EXCERPTED PASSAGE
WPaxos: a wide area network Paxos protocol (Part 1)

Paxos is great for solving the fault-tolerant coordination problem in a datacenter. But for cross datacenter coordination (which is needed for distributed databases, filesystems, configuration management, etc.), it hits  the WAN latency barrier. The multi-decree Paxos (Multi-Paxos) algorithm, implemented in variants like Raft and Zab, relies on electing a distinguished leader to serialize updates and hence cannot deal with write-intensive scenarios across the wide area networks (WAN).

An alternative is the leaderless Paxos algorithms. Generalized Paxos and EPaxos employ opportunistic leaders for non-interfering commands and are able to reduce 3 message delays to 2, and allow concurrent leaders to commit. But the fast agreement incurs the cost of a much larger quorum named fast-quorum (3/4ths of the nodes) and hits the WAN latency barrier as well.

Another alternative (as employed in Google Spanner) is to use multiple Paxos groups with partitioned data/object space. In order to provide flexibility/versatility, this partitioned approach employs an external service to manage configuration and move data/objects across groups.

Recently we introduced another alternative with our WPaxos work. WPaxos is a simple and pure Paxos protocol that provides flexible, performant, and fault-tolerant coordination over the WAN. WPaxos is lean and obviates the need for another service/protocol for data/object relocation. Since WPaxos provides the same Paxos safety guarantees to the face of concurrency, asynchrony, and faults, its performance can be tuned orthogonally and aggressively by tuning a couple parameters. In this post, jointly written with Ailidani Ailijiang and Aleksey Charapko, we give an overview of WPaxos. For details and performance evaluation, we refer you to our paper.

Flexible flexible quorums

WPaxos leverages on the flexible quorum idea that weaken the "all quorums should intersect" assertion in Paxos to instead "quorums from different phases should intersect". That means, it is possible to use any phase-1 quorum (Q1) that intersect with any phase-2 quorum (Q2), instead of using majority quorums. A clever instantiation of this is the grid quorum system. Let Q1 be a row in the grid, and Q2 be a column. Since any row and column always intersects at one node, any $q1 \in Q1$ is guaranteed to intersect with any $q2 \in Q2$.

Our insight is to notice that if we deploy each column in one of the geo-distributed regions/zones, we can achieve a really fast Paxos phase-2 since the Q2 quorum is within the same LAN. Note that, when failures and leader changes are rare, the phase-2 (where the leader tells the acceptors to decide values) occurs much more frequent than phase-1 (where a new leader is elected). So it makes sense to improve the performance by reducing Q2 latency at the expense of making the infrequently used Q1 slower.


Before going further with describing the protocol, let's elaborate on why the grid-shaped deployment is safe for using in Paxos. In majority quorums, any 2 phase-1 quorums intersect, which means 2 nodes cannot be elected as a leader for the same ballot. However, this is not necessary! In the grid quorum, node i can be elected as leader by the first row for some ballot b, while node j is elected by the second row for a b'>b. In order to make a decision, Node i has to start phase-2 and satisfy a phase-2 (column) quorum. Since the Q2 always include one node from the second row, that node rejects node i's phase-2 message, preventing any conflicting decisions to be made by i and j.

INSTRUCTIONS TO FOLLOW
Transcribe the passage of the WPaxos post from "WPaxos leverages on" up to and including "any $q2 \in Q2$.". The material that follows plays no role in this work.

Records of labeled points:
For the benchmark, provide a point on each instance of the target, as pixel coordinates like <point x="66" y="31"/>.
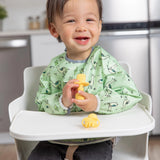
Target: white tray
<point x="39" y="126"/>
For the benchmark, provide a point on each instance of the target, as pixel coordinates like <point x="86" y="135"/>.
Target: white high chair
<point x="131" y="146"/>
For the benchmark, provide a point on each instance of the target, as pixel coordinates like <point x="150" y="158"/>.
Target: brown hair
<point x="55" y="7"/>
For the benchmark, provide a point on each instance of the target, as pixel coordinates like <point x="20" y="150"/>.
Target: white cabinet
<point x="44" y="48"/>
<point x="132" y="49"/>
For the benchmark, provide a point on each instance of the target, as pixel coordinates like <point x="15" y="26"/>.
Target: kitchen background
<point x="131" y="33"/>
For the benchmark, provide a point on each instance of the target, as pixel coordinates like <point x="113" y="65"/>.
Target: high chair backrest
<point x="26" y="102"/>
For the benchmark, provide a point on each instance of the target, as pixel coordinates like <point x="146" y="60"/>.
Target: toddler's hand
<point x="89" y="104"/>
<point x="69" y="91"/>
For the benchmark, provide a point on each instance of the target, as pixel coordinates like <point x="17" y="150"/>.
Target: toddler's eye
<point x="71" y="21"/>
<point x="89" y="20"/>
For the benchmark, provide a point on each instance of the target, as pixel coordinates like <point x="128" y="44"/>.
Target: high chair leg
<point x="70" y="151"/>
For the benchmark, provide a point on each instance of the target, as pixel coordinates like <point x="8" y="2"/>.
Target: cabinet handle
<point x="16" y="43"/>
<point x="125" y="33"/>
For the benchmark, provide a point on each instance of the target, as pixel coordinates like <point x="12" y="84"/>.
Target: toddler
<point x="78" y="23"/>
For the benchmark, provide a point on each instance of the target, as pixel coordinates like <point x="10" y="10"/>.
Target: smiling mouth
<point x="82" y="38"/>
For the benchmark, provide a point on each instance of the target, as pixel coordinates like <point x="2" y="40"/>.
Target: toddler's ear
<point x="53" y="31"/>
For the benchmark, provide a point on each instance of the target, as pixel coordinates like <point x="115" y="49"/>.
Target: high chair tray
<point x="39" y="126"/>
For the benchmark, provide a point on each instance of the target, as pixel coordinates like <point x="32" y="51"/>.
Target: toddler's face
<point x="80" y="26"/>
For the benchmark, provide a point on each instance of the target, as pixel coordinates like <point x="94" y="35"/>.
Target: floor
<point x="8" y="152"/>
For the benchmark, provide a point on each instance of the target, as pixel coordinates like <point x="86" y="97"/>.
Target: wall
<point x="20" y="10"/>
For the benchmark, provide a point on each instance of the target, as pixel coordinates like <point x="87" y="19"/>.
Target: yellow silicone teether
<point x="82" y="83"/>
<point x="91" y="121"/>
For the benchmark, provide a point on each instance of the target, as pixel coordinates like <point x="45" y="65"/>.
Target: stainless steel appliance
<point x="131" y="33"/>
<point x="14" y="57"/>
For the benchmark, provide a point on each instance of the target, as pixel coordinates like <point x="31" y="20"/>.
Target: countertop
<point x="23" y="32"/>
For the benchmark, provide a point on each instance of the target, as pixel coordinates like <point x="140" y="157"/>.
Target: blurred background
<point x="131" y="33"/>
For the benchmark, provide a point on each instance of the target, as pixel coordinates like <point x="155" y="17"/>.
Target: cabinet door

FINAL RESULT
WPaxos leverages on the flexible quorum idea that weaken the "all quorums should intersect" assertion in Paxos to instead "quorums from different phases should intersect". That means, it is possible to use any phase-1 quorum (Q1) that intersect with any phase-2 quorum (Q2), instead of using majority quorums. A clever instantiation of this is the grid quorum system. Let Q1 be a row in the grid, and Q2 be a column. Since any row and column always intersects at one node, any $q1 \in Q1$ is guaranteed to intersect with any $q2 \in Q2$.